» **Problems to solve**:
• 1. List every place name mentioned in the acceptance speech.
• 2. Continue the acceptance speech on behalf of Eskinder Nega from its last sentence.

Provided passage START

Acceptance speech on behalf of Eskinder Nega, the World Association of Newspapers and News Publishers, Torino, Italy, 9 June 2014.
Ladies and gentlemen – members of the press.
I really wish I did not have to do this.
This morning, I thought, what if I get a phone call from Addis Abbeba and a cracked voice says: “Tafatchi! I am free. I will come and receive the Golden Pen myself”.
It did not happen. A couple of hours ago, Eskinder Nega woke up to the shouting of “Kotera Kotera Kotera” from the loudspeakers, mixed with the police banging with their sticks on the walls of corrugated steel.
Eskinder than stood, “Hulet, hulet”, “two and two” outside in a long line through the mud. When all 200 inmates in his room where accounted for, the door was locked again behind him.
I am here on behalf of a colleague.
And even though I am free from that very same prison, I will never be free from the memories, or the sounds.
The first screams were always the worst, the frightened sound before the first stroke. Towards the end the abused prisoner was always silent.

Provided passage END
Extracted data START

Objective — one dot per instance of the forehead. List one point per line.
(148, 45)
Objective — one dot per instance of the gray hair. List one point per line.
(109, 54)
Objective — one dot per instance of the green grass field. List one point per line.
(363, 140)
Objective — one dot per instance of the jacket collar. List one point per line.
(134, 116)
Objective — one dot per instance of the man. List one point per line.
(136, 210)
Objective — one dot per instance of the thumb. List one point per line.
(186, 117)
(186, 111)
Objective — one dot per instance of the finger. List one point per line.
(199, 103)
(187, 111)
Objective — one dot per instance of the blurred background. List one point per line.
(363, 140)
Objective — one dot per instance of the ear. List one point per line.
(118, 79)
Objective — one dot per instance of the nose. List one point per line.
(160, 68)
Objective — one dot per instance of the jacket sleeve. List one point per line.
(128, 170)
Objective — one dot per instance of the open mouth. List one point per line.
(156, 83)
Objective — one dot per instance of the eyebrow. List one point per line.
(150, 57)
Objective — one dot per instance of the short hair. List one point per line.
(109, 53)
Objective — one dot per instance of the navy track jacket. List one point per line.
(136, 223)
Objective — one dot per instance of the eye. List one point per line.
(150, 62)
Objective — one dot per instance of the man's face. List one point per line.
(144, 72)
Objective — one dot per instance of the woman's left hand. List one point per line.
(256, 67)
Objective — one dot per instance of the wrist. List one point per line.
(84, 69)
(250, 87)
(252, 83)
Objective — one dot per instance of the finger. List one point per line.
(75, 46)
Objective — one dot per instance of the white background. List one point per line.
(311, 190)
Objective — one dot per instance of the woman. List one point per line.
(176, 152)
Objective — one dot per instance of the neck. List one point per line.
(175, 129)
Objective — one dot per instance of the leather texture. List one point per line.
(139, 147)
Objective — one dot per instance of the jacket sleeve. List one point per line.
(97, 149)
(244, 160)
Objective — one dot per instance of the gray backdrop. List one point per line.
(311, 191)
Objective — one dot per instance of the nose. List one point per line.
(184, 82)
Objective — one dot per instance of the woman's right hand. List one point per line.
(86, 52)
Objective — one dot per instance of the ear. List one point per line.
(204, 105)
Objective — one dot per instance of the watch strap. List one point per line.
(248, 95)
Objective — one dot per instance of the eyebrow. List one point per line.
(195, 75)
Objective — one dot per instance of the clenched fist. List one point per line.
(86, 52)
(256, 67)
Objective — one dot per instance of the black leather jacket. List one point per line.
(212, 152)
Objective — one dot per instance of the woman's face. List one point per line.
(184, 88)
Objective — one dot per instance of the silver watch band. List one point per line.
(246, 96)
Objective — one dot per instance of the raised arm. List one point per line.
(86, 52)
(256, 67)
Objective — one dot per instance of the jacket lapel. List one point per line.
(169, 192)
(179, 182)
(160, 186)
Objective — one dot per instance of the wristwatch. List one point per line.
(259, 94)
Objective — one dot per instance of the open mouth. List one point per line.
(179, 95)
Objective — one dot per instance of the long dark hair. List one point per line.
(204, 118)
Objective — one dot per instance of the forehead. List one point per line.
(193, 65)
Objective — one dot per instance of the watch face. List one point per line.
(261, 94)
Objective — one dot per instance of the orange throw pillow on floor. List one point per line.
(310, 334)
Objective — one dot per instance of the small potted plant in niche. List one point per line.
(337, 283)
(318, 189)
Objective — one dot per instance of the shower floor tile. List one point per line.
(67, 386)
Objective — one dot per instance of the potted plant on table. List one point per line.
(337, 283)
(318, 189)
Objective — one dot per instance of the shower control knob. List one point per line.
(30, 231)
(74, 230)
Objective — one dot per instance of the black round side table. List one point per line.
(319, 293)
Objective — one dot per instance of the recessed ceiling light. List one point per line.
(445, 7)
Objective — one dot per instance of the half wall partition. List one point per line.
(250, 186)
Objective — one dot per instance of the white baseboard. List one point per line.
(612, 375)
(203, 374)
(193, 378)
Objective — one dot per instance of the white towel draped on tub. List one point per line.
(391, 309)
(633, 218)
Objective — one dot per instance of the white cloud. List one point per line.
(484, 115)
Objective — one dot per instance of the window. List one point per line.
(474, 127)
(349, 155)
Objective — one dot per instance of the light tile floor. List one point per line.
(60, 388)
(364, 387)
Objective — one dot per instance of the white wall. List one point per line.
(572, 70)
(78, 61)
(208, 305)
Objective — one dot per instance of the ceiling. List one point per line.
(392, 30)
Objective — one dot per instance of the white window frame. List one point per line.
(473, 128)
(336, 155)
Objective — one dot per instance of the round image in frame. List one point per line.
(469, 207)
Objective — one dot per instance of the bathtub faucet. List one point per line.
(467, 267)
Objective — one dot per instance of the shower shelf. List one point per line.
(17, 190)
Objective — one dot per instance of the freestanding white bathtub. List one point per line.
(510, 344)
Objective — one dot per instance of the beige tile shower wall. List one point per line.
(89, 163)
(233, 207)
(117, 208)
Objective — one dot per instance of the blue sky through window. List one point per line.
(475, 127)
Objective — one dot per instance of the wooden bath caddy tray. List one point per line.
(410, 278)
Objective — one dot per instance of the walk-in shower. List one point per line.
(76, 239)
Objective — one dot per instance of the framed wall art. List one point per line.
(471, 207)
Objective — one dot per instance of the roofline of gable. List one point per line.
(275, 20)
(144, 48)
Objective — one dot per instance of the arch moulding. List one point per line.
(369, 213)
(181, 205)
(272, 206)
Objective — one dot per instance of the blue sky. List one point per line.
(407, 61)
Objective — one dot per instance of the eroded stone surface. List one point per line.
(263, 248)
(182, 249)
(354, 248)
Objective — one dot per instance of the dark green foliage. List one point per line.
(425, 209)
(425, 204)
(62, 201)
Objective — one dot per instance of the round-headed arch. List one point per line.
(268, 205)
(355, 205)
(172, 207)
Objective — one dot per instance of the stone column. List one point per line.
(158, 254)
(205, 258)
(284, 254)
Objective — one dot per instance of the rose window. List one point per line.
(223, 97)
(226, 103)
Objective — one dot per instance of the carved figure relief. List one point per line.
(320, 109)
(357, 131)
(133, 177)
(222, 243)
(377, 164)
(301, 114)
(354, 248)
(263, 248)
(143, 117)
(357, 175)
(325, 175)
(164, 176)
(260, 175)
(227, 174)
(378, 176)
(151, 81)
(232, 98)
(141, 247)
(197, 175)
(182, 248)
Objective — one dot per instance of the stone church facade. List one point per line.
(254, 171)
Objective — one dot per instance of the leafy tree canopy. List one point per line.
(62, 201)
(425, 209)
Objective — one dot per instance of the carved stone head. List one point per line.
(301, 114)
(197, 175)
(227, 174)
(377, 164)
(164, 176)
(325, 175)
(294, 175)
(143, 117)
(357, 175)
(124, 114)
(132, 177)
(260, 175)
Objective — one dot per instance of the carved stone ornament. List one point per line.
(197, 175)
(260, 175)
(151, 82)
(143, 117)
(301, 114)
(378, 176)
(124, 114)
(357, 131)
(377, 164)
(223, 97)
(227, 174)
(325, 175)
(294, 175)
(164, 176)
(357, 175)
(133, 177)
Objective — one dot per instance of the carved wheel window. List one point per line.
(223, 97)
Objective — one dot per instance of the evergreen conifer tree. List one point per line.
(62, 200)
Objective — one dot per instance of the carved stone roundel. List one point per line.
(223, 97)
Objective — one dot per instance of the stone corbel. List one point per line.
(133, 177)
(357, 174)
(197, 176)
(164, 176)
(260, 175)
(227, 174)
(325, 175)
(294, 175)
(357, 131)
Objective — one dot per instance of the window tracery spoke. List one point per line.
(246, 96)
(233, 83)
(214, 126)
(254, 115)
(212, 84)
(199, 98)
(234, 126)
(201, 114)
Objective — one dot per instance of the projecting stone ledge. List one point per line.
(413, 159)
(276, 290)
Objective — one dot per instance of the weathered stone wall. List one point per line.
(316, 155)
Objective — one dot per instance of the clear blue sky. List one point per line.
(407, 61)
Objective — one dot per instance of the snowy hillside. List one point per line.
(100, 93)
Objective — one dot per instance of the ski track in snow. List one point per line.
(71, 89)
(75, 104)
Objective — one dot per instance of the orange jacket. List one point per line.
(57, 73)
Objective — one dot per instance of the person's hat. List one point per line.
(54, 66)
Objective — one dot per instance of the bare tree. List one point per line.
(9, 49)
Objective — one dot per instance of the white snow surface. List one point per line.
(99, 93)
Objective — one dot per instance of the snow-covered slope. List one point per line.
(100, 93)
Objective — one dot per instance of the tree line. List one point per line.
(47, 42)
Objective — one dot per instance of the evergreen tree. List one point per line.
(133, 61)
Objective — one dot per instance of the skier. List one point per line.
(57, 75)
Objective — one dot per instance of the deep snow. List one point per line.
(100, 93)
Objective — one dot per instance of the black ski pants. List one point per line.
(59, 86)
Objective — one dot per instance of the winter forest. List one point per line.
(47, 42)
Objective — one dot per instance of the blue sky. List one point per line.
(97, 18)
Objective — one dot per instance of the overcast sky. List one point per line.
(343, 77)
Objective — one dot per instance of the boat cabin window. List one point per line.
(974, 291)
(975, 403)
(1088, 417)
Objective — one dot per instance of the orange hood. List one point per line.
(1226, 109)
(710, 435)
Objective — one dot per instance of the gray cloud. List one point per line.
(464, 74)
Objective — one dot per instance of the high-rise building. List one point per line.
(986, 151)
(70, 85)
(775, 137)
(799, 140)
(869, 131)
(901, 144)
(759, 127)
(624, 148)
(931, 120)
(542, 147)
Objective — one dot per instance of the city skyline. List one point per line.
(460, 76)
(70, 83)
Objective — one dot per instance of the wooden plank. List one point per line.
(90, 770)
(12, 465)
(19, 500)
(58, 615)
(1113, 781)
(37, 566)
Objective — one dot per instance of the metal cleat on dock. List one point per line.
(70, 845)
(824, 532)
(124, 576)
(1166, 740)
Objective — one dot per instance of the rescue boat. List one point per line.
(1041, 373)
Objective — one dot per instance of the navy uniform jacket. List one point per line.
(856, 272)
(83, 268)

Extracted data END

» **Results of the exercise**:
• 1. Torino, Italy, Addis Abbeba

• 2.
Six disease-ridden cells around a small yard with inmates coughing blood, overridden with lice, fleas and rats called ”Sheraton” by the inmates because, even if it was bad, the small dark cells where humans were kept like animals – standing chained in the dark, hanged upside town, and beaten until they confessed their made up crimes – were worse.
The inmates named these cells “Hilton”.
Humour is the last line of defence.
But the worst thing with the federal police station Maekalawi, during this rainy summer month of July 2011, was not the methods, but rather who the Ethiopian Government had chosen to put there. In the cell to my right was journalist Wubshet Taye, in the cell in front of me was Reeyot Alemu.
The fear of an Arabic Spring had led the Ethiopian regime to act rather than risk being acted upon. Journalists were charged as terrorists and the Arabic Spring turned into an early African Autumn.
On the outside, one person stood up for all of us in our cells.
One person dared to question the government’s ludicrous claim that we, the jailed journalists, were terrorists.
One person said that the anti-terrorist law was used as a pretext to detain journalists, and was critical to the government
Five days later, Eskinder Nega was arrested – and later sentenced to 18 years.
His criticism of the law got him arrested, for violating the law.
It was the sickest of jokes.
I see this Golden Pen of his as an honour, not only for enduring more than 1000 days in jail – but above all for the journalism that led him to Kality.
Eskinder Nega and his wife Serkalem Fasil’s contribution to bringing new blood into the Ethiopian media industry has been immense over the years. Together they showed what journalism could and should be, but too often isn’t.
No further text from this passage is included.